**Extrait fourni:**
La Sarcleuse connaît la flore de ces ruines. Elle sait que les coquelicots préfèrent le côté sud, que les pissenlits poussent au nord, que les giroflées affectionnent les fentes des piédestaux. La mousse est une lèpre qui s’étend partout. Il y a des plantes persistantes dont elle a beau arracher la racine et qui repoussent toujours.

….. Mais il faut entendre la Sarcleuse raconter l’histoire de ces herbes. Elles n’ont pas poussé à toutes les époques avec la même sève. Sous Charles x, elles étaient encore timides, elles s’étendaient à peine comme un gazon léger… Sous Louis-Philippe, les herbes se durcirent ; le château, peuplé des fantômes paisibles du musée historique, commençait à n’être plus que le palais des ombres. Et ce fut sous le second Empire que les herbes triomphèrent ; elles grandirent impudemment, prirent possession de leur proie, menacèrent un instant de gagner les galeries, de verdir les grands et les petits appartements.

J’ai rêvé, à voir la Sarcleuse s’en aller lentement, le tablier plein d’herbes, courbée dans sa vieille jupe d’indienne. Elle est la dernière pitié qui empêche aux orties de monter et de cacher la tombe de la monarchie. Elle soigne, en bonne femme, cette lande où poussent les verdures des fosses.

Je me suis imaginé qu’elle était l’ombre de quelque marquise, revenue d’un des bosquets du parc, et qui avait la religion de ces ruines. Elle lutte sans cesse, de ses pauvres doigts raidis, contre la mousse impitoyable. Elle s’entête dans sa besogne vaine, sentant bien que, si elle s’arrêtait un jour, le flot des herbes déborderait et la noierait elle-même. Parfois, elle se redresse et jette un long regard sur le champ de pierres, elle en surveille les coins éloignés où la végétation est plus grasse. Et elle reste là un instant, la face pâle, comprenant peut-être l’inutilité de ses bons soins, heureuse de la joie amère d’être la suprême consolatrice de ces pavés.

Mais il viendra un jour où les doigts de la Sarcleuse se raidiront encore. Alors, le champ de pierres sera livré aux orties, aux chardons, à toutes les herbes folles. Il deviendra broussaille énorme, taillis de plantes tordues et aigres. Et la Sarcleuse se perdra dans les fourrés, écartant des poignées de tiges plus hautes qu’elle, se frayant un passage au milieu de brins de chiendent grands comme de jeunes bouleaux, luttant encore, jusqu’au jour où ces brins la lieront de toutes parts, la prendront aux membres, à la taille, à la gorge, pour la jeter morte à cette mer qui la roulera dans le flot toujours montant des verdures[2]. »

Données enregistrées:

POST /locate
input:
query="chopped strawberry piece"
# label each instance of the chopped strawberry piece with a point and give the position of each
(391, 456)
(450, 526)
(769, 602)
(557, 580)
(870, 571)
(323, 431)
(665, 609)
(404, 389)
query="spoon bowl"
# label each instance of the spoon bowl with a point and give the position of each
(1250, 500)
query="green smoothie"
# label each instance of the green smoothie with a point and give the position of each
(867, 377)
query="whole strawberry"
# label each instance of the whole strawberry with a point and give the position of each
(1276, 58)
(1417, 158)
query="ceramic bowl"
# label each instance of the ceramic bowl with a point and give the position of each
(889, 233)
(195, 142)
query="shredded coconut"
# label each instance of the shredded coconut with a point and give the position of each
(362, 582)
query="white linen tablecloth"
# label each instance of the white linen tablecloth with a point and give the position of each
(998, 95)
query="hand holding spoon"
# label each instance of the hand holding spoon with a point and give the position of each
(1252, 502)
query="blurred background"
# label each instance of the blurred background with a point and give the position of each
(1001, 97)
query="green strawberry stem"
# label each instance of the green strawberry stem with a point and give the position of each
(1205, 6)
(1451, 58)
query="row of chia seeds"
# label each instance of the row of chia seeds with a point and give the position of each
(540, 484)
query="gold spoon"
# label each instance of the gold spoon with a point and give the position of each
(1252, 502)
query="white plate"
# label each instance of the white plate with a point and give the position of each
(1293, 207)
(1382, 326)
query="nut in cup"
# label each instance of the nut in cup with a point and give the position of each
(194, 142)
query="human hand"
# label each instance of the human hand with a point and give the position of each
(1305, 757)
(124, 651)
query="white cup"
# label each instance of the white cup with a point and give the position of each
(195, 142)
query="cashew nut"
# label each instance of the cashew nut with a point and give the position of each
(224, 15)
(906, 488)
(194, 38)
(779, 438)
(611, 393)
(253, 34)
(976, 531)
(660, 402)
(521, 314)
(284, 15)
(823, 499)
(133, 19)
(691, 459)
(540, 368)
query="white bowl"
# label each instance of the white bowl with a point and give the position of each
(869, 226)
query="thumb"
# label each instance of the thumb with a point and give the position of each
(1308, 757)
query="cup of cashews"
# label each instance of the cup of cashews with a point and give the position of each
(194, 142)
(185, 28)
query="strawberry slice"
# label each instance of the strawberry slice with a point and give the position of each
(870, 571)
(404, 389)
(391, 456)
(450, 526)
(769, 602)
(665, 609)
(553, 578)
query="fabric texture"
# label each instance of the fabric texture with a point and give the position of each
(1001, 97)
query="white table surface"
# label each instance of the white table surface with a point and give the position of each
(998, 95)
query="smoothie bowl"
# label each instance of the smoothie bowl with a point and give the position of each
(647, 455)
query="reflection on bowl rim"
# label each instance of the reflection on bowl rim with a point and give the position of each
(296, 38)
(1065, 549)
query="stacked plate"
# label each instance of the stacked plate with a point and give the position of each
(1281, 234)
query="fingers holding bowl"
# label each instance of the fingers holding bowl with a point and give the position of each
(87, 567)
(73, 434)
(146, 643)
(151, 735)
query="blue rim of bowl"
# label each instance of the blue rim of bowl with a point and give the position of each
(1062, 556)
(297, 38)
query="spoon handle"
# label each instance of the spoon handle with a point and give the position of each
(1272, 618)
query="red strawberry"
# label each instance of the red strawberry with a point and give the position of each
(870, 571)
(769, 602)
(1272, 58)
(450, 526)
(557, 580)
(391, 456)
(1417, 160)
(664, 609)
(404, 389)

**Consignes de l'exercice:**
**a)** Transcrivez le passage du texte sur la Sarcleuse qui commence par "La Sarcleuse connaît" et se termine par "qui repoussent toujours.".
**b)** Veuillez traduire en anglais la phrase suivante du texte sur la Sarcleuse : « La mousse est une lèpre qui s’étend partout. »
**c)** Relevez toutes les espèces végétales désignées par leur nom dans le texte sur la Sarcleuse.

**Corrigé de l'exercice:**
**a)**
La Sarcleuse connaît la flore de ces ruines. Elle sait que les coquelicots préfèrent le côté sud, que les pissenlits poussent au nord, que les giroflées affectionnent les fentes des piédestaux. La mousse est une lèpre qui s’étend partout. Il y a des plantes persistantes dont elle a beau arracher la racine et qui repoussent toujours.

**b)** The moss is a leprosy that spreads everywhere.

**c)** coquelicots, pissenlits, giroflées, mousse, orties, chardons, chiendent, bouleaux